- Goal
Convert the stretch of the material from the line containing "Category: the bride's dark hair" through the line containing "pixel 859 485", both included, into a Markdown table with columns Row and Content. Number each line and omit blank lines.

───── Provided information ─────

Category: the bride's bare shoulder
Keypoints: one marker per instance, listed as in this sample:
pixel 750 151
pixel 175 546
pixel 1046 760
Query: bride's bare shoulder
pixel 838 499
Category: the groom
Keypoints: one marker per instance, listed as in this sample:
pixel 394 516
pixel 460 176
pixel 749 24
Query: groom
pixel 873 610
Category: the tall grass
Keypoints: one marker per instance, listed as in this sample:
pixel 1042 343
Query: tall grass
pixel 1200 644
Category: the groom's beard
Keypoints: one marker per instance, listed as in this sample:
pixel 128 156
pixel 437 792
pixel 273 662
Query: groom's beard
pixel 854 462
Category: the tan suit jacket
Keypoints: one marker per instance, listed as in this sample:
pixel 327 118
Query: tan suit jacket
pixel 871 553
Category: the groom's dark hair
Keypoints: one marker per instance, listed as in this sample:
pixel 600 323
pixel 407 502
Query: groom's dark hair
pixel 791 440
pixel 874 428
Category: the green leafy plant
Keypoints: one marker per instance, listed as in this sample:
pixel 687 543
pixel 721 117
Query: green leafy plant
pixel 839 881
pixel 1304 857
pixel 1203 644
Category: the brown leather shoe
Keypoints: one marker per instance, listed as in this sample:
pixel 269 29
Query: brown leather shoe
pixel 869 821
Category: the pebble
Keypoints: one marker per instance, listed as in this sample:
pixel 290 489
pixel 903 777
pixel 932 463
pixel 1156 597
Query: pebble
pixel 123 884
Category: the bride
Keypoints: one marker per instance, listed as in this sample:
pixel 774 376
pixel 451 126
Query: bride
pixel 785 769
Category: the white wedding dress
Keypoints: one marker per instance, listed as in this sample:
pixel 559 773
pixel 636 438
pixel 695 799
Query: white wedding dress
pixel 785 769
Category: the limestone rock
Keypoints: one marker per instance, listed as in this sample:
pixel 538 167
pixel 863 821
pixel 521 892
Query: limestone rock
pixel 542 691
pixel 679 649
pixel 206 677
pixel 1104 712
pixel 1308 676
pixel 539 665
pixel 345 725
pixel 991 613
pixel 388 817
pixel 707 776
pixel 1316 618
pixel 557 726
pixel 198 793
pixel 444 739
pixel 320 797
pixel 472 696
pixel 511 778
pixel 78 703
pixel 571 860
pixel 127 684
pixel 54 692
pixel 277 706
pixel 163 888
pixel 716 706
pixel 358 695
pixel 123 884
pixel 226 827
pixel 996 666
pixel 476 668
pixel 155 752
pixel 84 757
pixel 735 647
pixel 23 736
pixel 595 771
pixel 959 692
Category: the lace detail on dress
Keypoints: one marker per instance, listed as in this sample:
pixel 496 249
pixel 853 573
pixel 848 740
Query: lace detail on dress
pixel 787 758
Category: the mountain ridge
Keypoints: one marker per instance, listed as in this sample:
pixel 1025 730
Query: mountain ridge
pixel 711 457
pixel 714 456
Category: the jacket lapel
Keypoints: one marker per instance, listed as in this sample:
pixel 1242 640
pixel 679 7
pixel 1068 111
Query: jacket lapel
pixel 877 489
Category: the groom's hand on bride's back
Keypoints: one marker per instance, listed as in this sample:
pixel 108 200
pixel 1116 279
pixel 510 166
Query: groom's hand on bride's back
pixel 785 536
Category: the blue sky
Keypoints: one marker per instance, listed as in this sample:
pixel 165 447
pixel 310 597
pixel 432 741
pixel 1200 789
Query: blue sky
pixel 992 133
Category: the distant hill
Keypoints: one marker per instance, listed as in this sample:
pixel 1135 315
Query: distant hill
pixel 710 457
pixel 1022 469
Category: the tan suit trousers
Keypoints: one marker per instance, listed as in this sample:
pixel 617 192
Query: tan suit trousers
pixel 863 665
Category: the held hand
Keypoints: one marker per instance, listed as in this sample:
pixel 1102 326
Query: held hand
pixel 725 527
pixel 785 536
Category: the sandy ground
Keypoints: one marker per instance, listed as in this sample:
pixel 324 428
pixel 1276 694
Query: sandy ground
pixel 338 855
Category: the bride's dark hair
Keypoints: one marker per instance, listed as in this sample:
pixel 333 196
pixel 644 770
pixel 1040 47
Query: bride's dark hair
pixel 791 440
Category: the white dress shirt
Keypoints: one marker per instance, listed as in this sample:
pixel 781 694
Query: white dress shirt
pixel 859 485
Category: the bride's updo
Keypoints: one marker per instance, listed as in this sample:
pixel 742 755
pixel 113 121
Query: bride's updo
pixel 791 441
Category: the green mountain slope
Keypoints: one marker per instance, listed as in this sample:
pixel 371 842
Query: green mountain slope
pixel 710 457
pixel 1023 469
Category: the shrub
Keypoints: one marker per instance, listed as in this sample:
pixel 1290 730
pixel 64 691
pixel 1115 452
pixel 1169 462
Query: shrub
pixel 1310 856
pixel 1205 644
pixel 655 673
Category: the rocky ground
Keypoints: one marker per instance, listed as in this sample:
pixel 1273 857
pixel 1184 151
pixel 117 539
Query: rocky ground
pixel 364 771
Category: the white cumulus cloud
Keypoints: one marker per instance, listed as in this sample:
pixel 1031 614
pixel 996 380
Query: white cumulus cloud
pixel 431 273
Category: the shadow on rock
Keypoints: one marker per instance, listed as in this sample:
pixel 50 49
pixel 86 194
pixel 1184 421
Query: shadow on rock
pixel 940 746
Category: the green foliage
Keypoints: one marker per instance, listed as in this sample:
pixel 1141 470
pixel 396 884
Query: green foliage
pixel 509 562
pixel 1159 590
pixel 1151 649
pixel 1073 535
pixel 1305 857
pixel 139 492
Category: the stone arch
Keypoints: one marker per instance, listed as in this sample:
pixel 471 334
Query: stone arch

─────

- Response to this task
| Row | Content |
|---|---|
| 1 | Category: the bride's dark hair |
| 2 | Keypoints: one marker per instance, listed as in this sample: |
| 3 | pixel 333 196 |
| 4 | pixel 644 770 |
| 5 | pixel 1040 47 |
| 6 | Query: bride's dark hair |
| 7 | pixel 791 440 |
| 8 | Category: the white dress shirt |
| 9 | Keypoints: one marker per instance, listed as in this sample: |
| 10 | pixel 781 694 |
| 11 | Query: white dress shirt |
| 12 | pixel 859 485 |